* [STATED TASK 1]: Check each statement against the article on the rules of success, answering yes or no and quoting the words of the article that decide it. (a) The writer claims to have a ridiculously high IQ. (b) Readers are told to draw up a roadmap for their five largest goals. (c) Complacency is described as the acceptance of defeat.

* [PROVIDED TEXT]:
::::::::

You're reading The 3 Undeniable Rules Of Success, originally posted on Pick the Brain | Motivation and Self Improvement. If you're enjoying this, please visit our site for more inspirational articles.
I’m not talented nor am I gifted with a ridiculously high IQ. Most of the success in my life is based on nothing more than a collection of sweat, blood and ample tears.
Regardless of circumstances, handicaps and persistent challenges, success is just one more failure away.
Failure, as many of you know, can make or break. Its power comes from the attitude and thoughts which wrap themselves around your brain and heart. In truth, without care, failure and success are meaningless. However, when you alter your perception of failure and view it as a teachable lesson, the scariness of failure evolves into acceptance.
The acceptance that failure may be inevitable is realistically unavoidable but the conscious decision to continue making an attempt will greatly influence the development of grit and inner strength.
With grit and inner strength, nothing can truly defeat or hold you back from accomplishing big things.
Through countless hurdles and crushing adversity, life has taught me the 3 undeniable rules of success. I want to share these rules in hope of helping you adjust from an incorrect attitude to an optimistic one along with the possibilities of growth and success.
1. Consistent Hard Work Accumulates Results
According to the cumulative effect, the more action you take, the more results you achieve. Sometimes, results are invisible and require a long period time to become visible. Point being, hard work, day in and day out, contributes the most to achieving any goal or dream.
It’s easy to get tangled in a web of frustration when nothing seems to pan out at first. Don’t be fooled by this scenario. If you struggle and try to force movement, it will only wrap you deeper into this web of frustration and disappointment. Instead, avoid falling into it altogether.
Draw up a roadmap for your 3 largest goals. Scatter significant actions across many days, weeks or months until you reach success. Ultimately, put your plan into motion. Forget about the result and direct all your focus to the process.
When the results pile up, so will growth and happiness.
At the end of the day, forward movement is essential in all of our lives. Make it a personal mission to engage in rigorous work daily. I don’t think there’s a better investment one can make today for a better tomorrow.
2. Your Best Attempt Is Your Next Attempt At Success
Complacency is the acceptance of defeat. When we indulge ourselves in what will eventually become average, our habits and performance-expectations plummet.

::::::::

* [STATED TASK 2]: In the rows, copy everything from the line containing "Return one point for each instance of the terracotta" down to the last row, with both ends included and the requests kept. Multiply each coordinate in the answers by 0.5, rounding to whole numbers with halves going up.

::::::::

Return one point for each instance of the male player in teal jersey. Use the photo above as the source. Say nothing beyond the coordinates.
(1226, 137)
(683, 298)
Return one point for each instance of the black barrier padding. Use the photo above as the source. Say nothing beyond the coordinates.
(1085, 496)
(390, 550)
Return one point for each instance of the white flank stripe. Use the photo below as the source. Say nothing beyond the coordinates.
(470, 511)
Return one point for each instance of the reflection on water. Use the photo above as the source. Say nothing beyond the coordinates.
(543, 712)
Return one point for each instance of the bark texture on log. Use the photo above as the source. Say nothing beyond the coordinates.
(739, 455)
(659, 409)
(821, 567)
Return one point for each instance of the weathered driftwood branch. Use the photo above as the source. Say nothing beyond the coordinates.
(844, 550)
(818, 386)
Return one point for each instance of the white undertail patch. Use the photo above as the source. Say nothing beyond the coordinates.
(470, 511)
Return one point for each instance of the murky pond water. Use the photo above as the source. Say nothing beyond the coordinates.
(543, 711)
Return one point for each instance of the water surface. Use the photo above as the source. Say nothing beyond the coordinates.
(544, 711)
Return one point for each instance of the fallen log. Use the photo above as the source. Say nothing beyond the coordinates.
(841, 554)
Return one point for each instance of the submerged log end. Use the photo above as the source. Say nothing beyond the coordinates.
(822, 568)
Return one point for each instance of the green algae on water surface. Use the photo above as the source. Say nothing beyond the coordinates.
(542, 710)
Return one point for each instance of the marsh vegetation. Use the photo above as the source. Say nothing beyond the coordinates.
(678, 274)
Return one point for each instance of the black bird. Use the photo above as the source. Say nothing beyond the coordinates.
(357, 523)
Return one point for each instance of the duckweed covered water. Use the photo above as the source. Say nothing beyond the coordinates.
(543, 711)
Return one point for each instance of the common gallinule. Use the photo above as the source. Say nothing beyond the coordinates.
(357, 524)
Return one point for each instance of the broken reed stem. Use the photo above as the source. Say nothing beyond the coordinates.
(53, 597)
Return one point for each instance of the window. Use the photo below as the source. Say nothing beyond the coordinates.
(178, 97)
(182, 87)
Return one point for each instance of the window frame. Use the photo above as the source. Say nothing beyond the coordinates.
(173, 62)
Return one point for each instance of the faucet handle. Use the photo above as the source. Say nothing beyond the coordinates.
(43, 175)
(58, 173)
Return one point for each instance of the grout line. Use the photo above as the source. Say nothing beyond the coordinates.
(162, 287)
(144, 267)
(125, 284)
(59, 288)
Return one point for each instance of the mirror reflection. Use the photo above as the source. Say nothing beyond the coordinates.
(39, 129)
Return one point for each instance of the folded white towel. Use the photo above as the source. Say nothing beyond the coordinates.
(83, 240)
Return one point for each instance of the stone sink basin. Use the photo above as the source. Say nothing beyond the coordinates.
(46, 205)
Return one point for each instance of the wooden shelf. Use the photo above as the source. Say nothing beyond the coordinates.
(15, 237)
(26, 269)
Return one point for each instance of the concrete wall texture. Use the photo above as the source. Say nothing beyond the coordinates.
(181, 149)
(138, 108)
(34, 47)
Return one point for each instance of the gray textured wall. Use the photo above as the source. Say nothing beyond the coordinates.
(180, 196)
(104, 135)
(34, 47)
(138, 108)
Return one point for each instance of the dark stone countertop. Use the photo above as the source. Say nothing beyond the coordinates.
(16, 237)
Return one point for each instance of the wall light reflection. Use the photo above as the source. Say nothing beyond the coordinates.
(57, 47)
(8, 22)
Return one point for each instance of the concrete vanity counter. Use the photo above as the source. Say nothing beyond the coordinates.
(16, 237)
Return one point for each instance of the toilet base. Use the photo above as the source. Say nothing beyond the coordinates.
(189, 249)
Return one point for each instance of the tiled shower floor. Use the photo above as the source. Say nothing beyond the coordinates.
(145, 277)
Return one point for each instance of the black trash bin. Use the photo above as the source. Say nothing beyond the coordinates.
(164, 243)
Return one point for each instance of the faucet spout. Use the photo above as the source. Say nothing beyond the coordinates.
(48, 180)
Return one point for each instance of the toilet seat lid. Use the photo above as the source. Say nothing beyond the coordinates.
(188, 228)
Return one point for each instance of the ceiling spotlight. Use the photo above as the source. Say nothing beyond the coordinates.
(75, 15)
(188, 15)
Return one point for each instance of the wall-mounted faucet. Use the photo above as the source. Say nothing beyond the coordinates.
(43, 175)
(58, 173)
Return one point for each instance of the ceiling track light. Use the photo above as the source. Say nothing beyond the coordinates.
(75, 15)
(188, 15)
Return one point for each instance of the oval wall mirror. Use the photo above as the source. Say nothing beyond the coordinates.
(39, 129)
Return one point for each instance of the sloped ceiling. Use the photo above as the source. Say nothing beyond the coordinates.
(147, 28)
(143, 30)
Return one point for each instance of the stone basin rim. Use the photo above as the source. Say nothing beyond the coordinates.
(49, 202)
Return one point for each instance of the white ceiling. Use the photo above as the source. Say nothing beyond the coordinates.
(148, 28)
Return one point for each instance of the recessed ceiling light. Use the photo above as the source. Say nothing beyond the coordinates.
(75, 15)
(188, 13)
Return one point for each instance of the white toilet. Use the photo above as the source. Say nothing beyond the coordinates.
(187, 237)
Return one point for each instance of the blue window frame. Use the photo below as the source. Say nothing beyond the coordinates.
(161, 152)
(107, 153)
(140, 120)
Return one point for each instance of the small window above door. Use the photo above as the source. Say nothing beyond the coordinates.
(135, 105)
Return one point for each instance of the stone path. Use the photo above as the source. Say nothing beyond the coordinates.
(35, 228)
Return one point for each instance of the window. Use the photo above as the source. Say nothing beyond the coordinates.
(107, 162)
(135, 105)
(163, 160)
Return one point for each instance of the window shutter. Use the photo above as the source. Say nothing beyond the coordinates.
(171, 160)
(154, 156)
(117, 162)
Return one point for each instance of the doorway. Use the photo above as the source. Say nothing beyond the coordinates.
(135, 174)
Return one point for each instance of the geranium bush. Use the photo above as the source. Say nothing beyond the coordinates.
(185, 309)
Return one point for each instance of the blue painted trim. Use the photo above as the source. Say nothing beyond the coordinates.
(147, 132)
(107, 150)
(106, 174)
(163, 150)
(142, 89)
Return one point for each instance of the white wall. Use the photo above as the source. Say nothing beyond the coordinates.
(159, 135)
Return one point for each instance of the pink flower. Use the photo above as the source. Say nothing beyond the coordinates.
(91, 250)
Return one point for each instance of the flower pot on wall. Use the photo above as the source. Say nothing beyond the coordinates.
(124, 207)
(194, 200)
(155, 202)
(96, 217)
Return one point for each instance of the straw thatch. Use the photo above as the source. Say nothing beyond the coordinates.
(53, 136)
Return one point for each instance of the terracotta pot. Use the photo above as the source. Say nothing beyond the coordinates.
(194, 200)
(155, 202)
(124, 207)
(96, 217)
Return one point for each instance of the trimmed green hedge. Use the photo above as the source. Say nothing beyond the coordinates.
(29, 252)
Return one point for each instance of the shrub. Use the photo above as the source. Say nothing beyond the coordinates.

::::::::

* [TASK RESULT 1]:
(a) No: "I’m not talented nor am I gifted with a ridiculously high IQ."
(b) No: "Draw up a roadmap for your 3 largest goals."
(c) Yes: "Complacency is the acceptance of defeat."

* [TASK RESULT 2]:
Return one point for each instance of the terracotta pot. Use the photo above as the source. Say nothing beyond the coordinates.
(97, 100)
(78, 101)
(62, 104)
(48, 109)
Return one point for each instance of the trimmed green hedge. Use the photo above as the source. Say nothing beyond the coordinates.
(15, 126)
Return one point for each instance of the shrub. Use the photo above as the source. Say nothing beyond the coordinates.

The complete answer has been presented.